» **Text section**
----

When something is broken on a cluster, check in this order:
1. Node health kubectl get nodes
2. Control-plane pods kubectl -n kube-system get pods -l tier=control-plane
3. DNS kubectl run dns-check --rm -it --image=busybox:1.36 -- nslookup kubernetes
4. Scheduler logs kubectl -n kube-system logs deployment/kube-scheduler --tail=40
5. API server logs kubectl -n kube-system logs kube-apiserver-<node> --tail=40
6. kubelet on node journalctl -u kubelet -n 60 --no-pager (SSH to node)
7. Events kubectl get events -A --sort-by=.metadata.creationTimestamp | tail -40
8. Pod logs kubectl logs <pod> -c <container> --previous
Rule of thumb: Work from cluster-level down to pod-level. A failing node corrupts many pods; a missing DNS entry corrupts all pods on the cluster; a misconfigured deployment affects only one workload. Start broad, narrow down.
Labs
Lab 1: Install ArgoCD on kind with Helm (~40 min)
See labs/lab-01-argocd-install/
You will:
- Fork the portfolio template repo (you'll need it in Lab 3, but start CI running now)
- Install ArgoCD via Helm with a custom values file
- Access the ArgoCD UI via port-forward
- Extract the admin password and tour the interface
Lab 2: CI/CD Pipeline Deep Dive (~50 min)
See labs/lab-02-ci-pipeline-tools/
You will:
- Read the 8-stage CI pipeline and understand its fail-fast ordering
- Install and run five DevSecOps tools locally: ruff, bandit, hadolint, trivy, kubeconform
- Intentionally introduce security issues and watch the tools catch them
- Push a commit to your fork and watch CI run in GitHub Actions
Lab 3: The GitOps Loop + Revert (~40 min)

----

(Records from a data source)
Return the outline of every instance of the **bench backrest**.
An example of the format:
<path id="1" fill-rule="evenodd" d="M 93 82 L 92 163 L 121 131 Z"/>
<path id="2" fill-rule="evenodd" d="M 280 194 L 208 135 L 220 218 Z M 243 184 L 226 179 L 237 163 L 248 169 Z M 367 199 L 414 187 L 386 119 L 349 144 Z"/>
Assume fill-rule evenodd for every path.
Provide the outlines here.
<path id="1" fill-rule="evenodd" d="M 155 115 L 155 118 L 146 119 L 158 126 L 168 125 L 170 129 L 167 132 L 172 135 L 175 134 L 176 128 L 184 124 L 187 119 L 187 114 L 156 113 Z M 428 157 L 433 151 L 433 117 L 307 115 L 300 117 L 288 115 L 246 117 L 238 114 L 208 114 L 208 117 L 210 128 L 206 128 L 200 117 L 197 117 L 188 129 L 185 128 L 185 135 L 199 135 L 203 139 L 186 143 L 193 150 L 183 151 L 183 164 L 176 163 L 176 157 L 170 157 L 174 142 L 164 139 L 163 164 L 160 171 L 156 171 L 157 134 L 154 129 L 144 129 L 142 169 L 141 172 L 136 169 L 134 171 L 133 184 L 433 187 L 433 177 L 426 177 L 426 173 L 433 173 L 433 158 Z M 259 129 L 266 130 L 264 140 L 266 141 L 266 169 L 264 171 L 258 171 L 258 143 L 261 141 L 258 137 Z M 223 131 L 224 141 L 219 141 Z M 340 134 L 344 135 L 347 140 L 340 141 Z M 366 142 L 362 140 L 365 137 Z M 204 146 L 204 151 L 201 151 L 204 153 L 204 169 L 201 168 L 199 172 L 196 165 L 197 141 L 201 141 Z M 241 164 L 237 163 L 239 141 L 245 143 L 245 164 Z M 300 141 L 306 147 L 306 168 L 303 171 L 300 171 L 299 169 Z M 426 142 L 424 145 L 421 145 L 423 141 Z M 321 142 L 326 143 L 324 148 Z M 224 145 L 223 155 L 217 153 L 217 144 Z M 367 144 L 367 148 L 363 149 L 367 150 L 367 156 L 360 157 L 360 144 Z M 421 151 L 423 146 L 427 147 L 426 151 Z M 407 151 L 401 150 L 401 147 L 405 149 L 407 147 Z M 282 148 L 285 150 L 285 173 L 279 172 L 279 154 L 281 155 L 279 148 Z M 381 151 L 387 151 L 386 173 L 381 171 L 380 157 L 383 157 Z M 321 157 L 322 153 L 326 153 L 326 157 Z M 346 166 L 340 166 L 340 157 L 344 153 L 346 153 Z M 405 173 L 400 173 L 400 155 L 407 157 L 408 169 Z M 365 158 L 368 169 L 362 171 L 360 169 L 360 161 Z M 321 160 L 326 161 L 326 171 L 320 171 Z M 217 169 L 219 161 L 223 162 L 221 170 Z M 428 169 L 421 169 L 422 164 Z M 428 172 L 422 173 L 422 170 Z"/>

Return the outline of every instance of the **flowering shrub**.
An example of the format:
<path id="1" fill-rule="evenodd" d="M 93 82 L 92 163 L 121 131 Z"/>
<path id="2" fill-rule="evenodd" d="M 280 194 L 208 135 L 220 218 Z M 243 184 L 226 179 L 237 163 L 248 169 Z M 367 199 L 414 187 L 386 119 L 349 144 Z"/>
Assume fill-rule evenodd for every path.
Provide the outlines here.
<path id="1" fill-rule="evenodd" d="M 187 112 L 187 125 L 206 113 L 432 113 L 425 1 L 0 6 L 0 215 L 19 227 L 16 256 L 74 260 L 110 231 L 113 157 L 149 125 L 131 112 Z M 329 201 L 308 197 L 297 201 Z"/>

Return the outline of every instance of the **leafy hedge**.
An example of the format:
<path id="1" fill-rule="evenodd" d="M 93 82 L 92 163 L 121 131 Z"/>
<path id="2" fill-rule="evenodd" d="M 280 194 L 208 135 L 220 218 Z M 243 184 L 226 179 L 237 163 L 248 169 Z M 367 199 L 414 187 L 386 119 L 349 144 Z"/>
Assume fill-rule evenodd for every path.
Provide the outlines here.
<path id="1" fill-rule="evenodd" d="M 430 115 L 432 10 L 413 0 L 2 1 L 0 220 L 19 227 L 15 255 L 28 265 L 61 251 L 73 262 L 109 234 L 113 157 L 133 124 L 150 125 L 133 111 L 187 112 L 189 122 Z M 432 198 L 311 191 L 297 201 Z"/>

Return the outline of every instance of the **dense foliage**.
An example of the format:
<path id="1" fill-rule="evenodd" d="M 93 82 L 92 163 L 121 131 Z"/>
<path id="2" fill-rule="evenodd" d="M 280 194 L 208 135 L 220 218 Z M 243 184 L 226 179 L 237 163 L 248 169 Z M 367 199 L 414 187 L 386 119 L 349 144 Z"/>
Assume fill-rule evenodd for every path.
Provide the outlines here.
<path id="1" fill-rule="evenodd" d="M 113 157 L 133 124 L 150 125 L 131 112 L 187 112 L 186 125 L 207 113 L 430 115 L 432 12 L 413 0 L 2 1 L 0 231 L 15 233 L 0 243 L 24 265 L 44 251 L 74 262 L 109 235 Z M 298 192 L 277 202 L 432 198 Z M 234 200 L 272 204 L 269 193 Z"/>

----

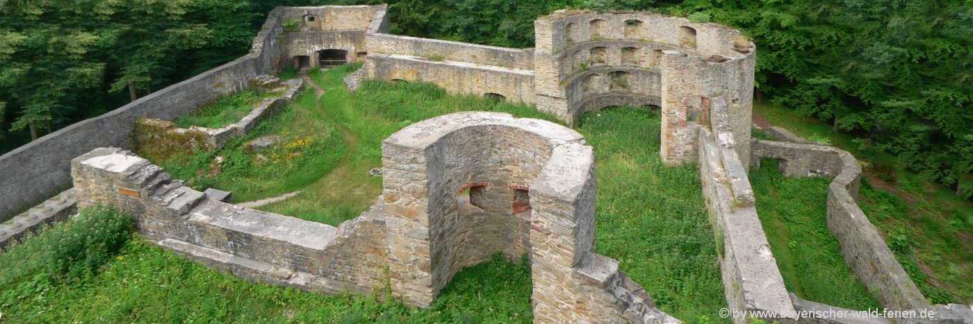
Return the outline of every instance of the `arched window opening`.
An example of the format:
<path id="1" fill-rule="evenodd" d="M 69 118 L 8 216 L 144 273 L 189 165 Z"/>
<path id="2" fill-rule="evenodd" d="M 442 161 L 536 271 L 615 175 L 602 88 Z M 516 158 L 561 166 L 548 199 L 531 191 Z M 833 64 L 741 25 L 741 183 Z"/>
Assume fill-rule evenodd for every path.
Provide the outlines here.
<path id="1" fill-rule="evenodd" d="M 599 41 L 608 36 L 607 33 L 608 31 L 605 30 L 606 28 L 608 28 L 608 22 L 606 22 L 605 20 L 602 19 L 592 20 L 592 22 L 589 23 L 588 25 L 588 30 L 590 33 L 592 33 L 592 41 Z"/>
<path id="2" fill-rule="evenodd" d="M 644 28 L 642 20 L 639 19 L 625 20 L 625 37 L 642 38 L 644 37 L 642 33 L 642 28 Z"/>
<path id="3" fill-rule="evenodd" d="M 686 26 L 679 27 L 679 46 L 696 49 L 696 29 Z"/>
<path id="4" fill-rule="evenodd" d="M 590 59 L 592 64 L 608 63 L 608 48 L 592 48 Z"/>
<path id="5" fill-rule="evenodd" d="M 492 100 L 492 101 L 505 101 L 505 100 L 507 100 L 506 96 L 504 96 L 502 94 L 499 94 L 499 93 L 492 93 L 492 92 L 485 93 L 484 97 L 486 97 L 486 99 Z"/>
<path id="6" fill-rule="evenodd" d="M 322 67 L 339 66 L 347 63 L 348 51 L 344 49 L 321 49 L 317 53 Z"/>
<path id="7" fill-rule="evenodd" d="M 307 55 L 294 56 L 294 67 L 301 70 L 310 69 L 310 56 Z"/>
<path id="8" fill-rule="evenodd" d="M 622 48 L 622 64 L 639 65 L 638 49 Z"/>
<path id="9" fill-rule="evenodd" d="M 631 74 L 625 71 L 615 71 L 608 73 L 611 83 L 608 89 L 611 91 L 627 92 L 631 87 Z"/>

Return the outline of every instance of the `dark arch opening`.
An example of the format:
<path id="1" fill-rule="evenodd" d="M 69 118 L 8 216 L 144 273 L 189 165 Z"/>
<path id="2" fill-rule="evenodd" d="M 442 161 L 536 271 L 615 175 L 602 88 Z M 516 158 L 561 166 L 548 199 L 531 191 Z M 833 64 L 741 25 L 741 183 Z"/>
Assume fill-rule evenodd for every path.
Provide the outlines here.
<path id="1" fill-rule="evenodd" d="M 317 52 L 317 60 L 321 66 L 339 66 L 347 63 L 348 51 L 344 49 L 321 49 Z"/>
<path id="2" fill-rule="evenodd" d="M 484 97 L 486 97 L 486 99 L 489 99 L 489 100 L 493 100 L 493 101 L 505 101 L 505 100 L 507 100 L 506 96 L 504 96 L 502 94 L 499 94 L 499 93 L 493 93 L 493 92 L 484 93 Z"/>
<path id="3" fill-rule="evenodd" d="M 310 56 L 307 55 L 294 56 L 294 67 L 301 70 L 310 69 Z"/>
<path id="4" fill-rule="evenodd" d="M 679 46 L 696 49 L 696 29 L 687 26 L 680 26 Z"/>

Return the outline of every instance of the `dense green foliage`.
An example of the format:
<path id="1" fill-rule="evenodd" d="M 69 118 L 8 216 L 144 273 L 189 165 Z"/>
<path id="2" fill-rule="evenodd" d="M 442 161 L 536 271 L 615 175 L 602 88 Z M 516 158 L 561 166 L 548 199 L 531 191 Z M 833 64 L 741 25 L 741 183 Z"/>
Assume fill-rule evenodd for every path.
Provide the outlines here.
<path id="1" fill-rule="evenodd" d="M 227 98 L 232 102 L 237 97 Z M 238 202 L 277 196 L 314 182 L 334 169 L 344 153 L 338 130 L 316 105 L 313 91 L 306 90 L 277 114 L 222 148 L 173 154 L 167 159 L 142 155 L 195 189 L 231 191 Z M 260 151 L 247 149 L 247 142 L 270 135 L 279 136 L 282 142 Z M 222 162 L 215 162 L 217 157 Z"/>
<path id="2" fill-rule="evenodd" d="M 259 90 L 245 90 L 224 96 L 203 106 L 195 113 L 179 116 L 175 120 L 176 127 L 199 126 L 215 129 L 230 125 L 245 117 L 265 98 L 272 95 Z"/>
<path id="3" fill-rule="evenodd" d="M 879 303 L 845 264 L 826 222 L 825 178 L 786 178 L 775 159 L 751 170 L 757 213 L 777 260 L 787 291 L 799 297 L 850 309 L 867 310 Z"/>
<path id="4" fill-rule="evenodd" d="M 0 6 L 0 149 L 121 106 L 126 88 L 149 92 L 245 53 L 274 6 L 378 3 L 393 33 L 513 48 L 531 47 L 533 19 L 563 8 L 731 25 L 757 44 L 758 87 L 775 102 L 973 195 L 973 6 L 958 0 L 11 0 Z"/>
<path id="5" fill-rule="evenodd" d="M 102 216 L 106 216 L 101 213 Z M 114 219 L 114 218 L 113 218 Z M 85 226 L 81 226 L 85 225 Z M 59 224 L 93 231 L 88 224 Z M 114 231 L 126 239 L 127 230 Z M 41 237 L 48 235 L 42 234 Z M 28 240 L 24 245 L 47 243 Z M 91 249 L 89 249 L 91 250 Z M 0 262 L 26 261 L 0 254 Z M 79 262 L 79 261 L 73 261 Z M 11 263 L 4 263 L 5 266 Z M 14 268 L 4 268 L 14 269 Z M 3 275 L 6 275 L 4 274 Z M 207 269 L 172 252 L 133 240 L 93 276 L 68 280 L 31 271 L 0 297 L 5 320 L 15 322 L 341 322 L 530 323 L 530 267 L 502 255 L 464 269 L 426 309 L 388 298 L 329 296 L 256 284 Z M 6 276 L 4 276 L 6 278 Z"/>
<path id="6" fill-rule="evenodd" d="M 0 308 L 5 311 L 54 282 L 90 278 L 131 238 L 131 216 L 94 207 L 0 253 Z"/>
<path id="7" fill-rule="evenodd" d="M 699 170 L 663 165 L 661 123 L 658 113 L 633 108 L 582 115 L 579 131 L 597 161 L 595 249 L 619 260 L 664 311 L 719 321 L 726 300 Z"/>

----

» **Requirement 1**
Why does the Kubernetes troubleshooting and labs text advise working from the cluster level down to the pod level? Answer in one to three sentences.
» **Requirement 2**
In the Kubernetes troubleshooting and labs text, which five DevSecOps tools does Lab 2 have you install and run locally?
» **Requirement 3**
Carry on the Kubernetes troubleshooting and labs text from the point where it stops.
The items are separate material.

» **Output 1**
Problems at broader levels affect more workloads. A failing node corrupts many pods and a missing DNS entry corrupts all pods on the cluster, while a misconfigured deployment affects only one workload. Checking broad causes first lets you narrow down from there.

» **Output 2**
Ruff, bandit, hadolint, trivy, and kubeconform.

» **Output 3**
You will:
- Point ArgoCD at your forked portfolio repo
- Push a change and watch ArgoCD auto-sync it to the cluster
- Break the deployment on purpose, attempt a UI rollback, and learn why it doesn't stick
- Fix it the right way with
git revert
Lab 4: Vault Integration (Bonus, ~30 min)
See labs/lab-04-vault-integration/
You will:
- Install Vault in dev mode on your kind cluster
- Create a GitHub App for API access
- Store credentials in Vault and wire them to the portfolio app
- See the dashboard come alive with live GitHub data
Lab 5: Cluster Component Troubleshooting Sprint (~60 min)
CKA weight: Troubleshooting is 30% of the exam. This lab is structured as a timed sprint across the exact failure categories the exam tests. Treat it as a required lab, not an extension — the triage sequence it builds is the most exam-relevant hour in the course.
See labs/lab-05-cluster-component-troubleshooting/
You will:
- Run timed incidents for CoreDNS, scheduling failures, control-plane scheduler breakage, resource pressure, and multi-container pod triage
- Use
kubectl get events,describe, logs, and control-plane checks to isolate root causes - Document triage order and recovery commands like a real incident response runbook
Lab 6 (CKA Extension): HA Control Plane Design + Simulation (~40 min)
See labs/lab-06-ha-control-plane-design/
You will:
- Build a multi-control-plane kind topology to visualize HA behavior
- Inspect etcd quorum and control-plane endpoint flow
- Simulate control-plane node loss and verify cluster continuity
Lab 7 (CKA Capstone Draft): Timed Mock Sprint (~120 min)
See labs/lab-07-cka-mock-sprint/
You will:
- Run a timed 12-task mixed-domain sprint under exam-style constraints
- Capture command and verification evidence in a scoring worksheet
- Identify weak domains and map them to targeted
gymctlremediation drills
Discovery Questions
- You click "Rollback" in the ArgoCD UI but auto-sync is enabled. What happens 30 seconds later, and why?
- The CI pipeline runs code-quality first and container-scan fourth. Why not scan the container first?
- Bandit found a medium-severity issue but the pipeline still passed. Trivy found a HIGH CVE and the pipeline failed. Why the different thresholds?
- Your portfolio works locally with
docker runbut fails in Kubernetes. What's the first thing you check? - The CI pipeline's last job commits a new image tag back to Git. What prevents this from triggering an infinite pipeline loop?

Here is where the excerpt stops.